** Begin SUPPLIED INFORMATION **

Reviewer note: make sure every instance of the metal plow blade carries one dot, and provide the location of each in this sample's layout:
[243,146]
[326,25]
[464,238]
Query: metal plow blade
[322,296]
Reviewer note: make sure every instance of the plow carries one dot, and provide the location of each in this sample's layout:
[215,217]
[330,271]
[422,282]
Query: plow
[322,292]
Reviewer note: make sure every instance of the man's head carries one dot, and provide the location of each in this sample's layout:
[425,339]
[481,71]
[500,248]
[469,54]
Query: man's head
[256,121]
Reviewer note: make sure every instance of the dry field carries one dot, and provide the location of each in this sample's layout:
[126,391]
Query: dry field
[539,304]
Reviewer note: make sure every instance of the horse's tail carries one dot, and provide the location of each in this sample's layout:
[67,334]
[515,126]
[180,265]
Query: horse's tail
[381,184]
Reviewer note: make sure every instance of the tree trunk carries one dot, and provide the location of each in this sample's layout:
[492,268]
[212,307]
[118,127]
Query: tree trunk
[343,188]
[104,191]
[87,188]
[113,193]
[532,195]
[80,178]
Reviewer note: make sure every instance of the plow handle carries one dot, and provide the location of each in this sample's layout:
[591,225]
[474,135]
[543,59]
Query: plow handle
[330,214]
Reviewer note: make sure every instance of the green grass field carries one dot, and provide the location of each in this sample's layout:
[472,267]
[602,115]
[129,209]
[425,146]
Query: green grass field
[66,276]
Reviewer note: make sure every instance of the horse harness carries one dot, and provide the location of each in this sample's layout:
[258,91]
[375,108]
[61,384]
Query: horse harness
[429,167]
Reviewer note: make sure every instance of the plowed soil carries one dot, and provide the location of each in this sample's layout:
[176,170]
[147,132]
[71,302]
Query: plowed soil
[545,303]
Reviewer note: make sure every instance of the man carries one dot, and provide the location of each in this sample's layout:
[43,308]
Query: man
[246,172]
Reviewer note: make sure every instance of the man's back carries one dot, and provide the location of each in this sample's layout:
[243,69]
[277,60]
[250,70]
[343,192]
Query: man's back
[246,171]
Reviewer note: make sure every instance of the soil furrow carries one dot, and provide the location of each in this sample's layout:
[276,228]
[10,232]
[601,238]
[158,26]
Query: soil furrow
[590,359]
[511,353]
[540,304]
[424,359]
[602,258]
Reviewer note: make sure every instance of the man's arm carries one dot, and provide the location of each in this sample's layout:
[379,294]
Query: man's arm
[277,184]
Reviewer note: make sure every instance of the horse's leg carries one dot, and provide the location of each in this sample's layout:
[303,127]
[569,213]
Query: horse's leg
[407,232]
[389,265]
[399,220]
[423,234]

** End SUPPLIED INFORMATION **

§ **AIM**:
Rewrite all the items above, putting "Annotator note" wherever "Reviewer note" appears and leaving everything else unchanged.

§ **TASK SOLUTION**:
Annotator note: make sure every instance of the metal plow blade carries one dot, and provide the location of each in this sample's layout:
[243,146]
[326,25]
[464,238]
Query: metal plow blade
[322,296]
Annotator note: make sure every instance of the plow carries one dot, and provide the location of each in this sample's layout:
[215,217]
[330,271]
[422,282]
Query: plow
[322,292]
Annotator note: make sure every instance of the man's head carries one dot, and provide the location of each in this sample's layout:
[425,339]
[481,71]
[500,248]
[469,54]
Query: man's head
[256,121]
Annotator note: make sure every instance of the dry field carries one dot, and provide the location of each in this sample's layout:
[126,391]
Query: dry field
[539,304]
Annotator note: make sure every instance of the horse's tail carries one dot, and provide the location of each in this sample's layout:
[67,334]
[515,126]
[180,265]
Query: horse's tail
[381,184]
Annotator note: make sure every instance of the tree trunk carries one dot, and provide the location of each in this sample's layout:
[492,268]
[212,307]
[118,127]
Query: tree trunk
[343,188]
[104,191]
[87,188]
[113,193]
[532,195]
[80,178]
Annotator note: make sure every instance of the plow handle carries one dot, and provide the location of each in this sample's layout:
[591,225]
[474,135]
[543,59]
Query: plow handle
[330,214]
Annotator note: make sure every instance of the green grass field carries one dot, and provide the location of each in this sample's layout:
[472,267]
[602,115]
[129,209]
[425,146]
Query: green grass field
[66,276]
Annotator note: make sure every instance of the horse harness carries one dot, and provide the location of each in this sample's layout:
[258,91]
[375,108]
[61,384]
Query: horse harness
[429,167]
Annotator note: make sure every instance of the plowed soil carries one dot, and provide the location of each in this sample's layout:
[176,170]
[147,132]
[71,302]
Query: plowed soil
[545,303]
Annotator note: make sure every instance of the man carries one dot, and provide the location of each in this sample's layout:
[43,308]
Query: man
[246,172]
Annotator note: make sure every instance of the man's back carries one dot, and provide the location of each in this sample's layout:
[243,69]
[277,60]
[250,70]
[343,192]
Query: man's back
[246,171]
Annotator note: make sure every instance of the soil furrow carries one dot, and provide the location of each in this sample's layout:
[276,228]
[10,232]
[601,238]
[158,26]
Query: soil furrow
[590,359]
[511,353]
[540,304]
[424,359]
[602,258]
Annotator note: make sure every instance of the man's arm carries one dot, and provide the location of each in this sample's layout:
[379,294]
Query: man's arm
[277,184]
Annotator note: make sure every instance of the horse's leg carries one dot, and provide the location of each in this sample's layout:
[303,127]
[569,213]
Query: horse's leg
[407,232]
[389,265]
[399,220]
[423,234]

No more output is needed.